EXERCISE TEXT
○ ○ ○
A provision in the PSDA calls for ensuring compliance with state laws governing ADs since state laws
were intended to be the mechanism for enforcement
and implementation of the PSDA (Clarke, 2009).
However, information in the literature about operationalizing this compliance process is limited, and anecdotal
information reveals that state law procedures are not
being followed. Further, enforcement issues are problematic at the state level because limited consequences
are in place when a patient’s AD is not followed. The only
known efforts addressing this are some state futile care
laws, such as in Texas ( Health and Safety Code, 1999)
and in Ohio (Ohio Revised Code, 1998), that include the
mandate that physicians either facilitate or not interfere
with the transfer of care to a provider willing to comply with the wishes of patient and/or family/surrogate
decision makers. Even this law is being contested by
“right-to-life” activists (Shannon, 2009). Texas law also
states: “A physician, or a health professional acting
under the direction of a physician, is subject to review
and disciplinary action by the appropriate licensing
board for failing to effectuate a qualified patient’s directive in violation of this subchapter or other laws of this
state” ( TADA, 1999, Sec. 166.045). Problems continue to
arise with these laws, partially due to the multifaceted
ethical issues involved, as well as the age-old problems
of nonadherence and noncompliance.
○ ○ ○
STUDY MATERIAL
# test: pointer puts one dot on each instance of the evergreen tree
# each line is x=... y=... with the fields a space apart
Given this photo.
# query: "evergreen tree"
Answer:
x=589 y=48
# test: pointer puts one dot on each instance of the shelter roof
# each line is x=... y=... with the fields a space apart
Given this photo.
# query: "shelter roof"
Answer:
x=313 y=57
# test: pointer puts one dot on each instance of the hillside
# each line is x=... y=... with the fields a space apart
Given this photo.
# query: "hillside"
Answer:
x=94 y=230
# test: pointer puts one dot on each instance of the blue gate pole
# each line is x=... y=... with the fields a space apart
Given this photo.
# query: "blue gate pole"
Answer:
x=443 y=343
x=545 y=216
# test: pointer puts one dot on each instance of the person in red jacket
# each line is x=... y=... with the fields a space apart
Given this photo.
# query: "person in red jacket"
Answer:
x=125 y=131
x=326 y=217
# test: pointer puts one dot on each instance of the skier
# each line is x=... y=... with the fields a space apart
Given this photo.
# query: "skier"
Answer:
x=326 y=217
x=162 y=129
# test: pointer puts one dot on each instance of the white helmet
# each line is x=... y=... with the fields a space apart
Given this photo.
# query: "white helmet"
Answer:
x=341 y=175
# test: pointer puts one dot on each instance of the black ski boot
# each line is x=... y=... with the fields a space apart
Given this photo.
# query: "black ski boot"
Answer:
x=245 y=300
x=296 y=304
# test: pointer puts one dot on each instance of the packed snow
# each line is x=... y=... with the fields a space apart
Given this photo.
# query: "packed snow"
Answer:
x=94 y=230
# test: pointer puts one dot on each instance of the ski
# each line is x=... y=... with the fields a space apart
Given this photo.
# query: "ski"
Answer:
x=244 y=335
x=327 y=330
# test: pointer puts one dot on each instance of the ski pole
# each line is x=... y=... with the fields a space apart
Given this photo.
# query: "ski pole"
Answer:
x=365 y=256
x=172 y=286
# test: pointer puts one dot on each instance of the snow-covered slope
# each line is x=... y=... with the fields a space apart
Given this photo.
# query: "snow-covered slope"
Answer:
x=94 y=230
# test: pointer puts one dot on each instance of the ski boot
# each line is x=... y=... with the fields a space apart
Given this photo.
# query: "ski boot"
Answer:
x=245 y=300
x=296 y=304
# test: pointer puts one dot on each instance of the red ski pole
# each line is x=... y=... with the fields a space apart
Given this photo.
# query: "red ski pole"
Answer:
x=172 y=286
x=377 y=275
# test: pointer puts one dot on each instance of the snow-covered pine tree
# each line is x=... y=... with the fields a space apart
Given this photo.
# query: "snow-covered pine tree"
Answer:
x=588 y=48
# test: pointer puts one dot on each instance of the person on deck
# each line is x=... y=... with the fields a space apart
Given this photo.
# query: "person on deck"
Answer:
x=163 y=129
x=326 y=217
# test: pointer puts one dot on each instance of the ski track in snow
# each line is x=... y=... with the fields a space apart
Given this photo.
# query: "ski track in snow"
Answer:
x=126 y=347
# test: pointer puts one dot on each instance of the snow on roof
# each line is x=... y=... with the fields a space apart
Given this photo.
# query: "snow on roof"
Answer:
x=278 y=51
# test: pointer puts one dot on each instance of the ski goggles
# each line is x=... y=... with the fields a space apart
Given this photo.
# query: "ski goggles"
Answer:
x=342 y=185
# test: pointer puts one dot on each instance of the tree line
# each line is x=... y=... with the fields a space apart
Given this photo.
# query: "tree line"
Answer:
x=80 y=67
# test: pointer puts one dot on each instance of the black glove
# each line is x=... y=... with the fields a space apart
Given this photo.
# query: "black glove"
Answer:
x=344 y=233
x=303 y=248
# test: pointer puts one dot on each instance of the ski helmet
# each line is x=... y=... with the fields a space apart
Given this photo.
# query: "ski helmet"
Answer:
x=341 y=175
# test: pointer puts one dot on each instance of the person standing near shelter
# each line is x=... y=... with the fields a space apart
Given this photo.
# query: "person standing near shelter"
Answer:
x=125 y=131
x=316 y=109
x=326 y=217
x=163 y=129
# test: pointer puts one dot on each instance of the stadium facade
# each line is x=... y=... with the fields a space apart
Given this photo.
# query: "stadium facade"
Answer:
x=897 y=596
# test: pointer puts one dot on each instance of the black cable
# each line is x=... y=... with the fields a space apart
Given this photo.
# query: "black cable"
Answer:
○ ○ ○
TASK SET
1: Retype the part of the text on enforcing advance directive laws between "However, information in" and "Safety Code, 1999)", inclusive.
2: Answer these questions from the text on enforcing advance directive laws:
(a) According to the text, state laws were intended to be the mechanism for what?
(b) Which two states' futile care laws does the text name?
(c) Under Texas law, which body reviews and disciplines a physician who fails to effectuate a qualified patient's directive?

SOLUTIONS FOR EACH TASK
1:
However, information in the literature about operationalizing this compliance process is limited, and anecdotal
information reveals that state law procedures are not
being followed. Further, enforcement issues are problematic at the state level because limited consequences
are in place when a patient’s AD is not followed. The only
known efforts addressing this are some state futile care
laws, such as in Texas ( Health and Safety Code, 1999)

2:
(a) The enforcement and implementation of the PSDA.
(b) Texas and Ohio.
(c) The appropriate licensing board.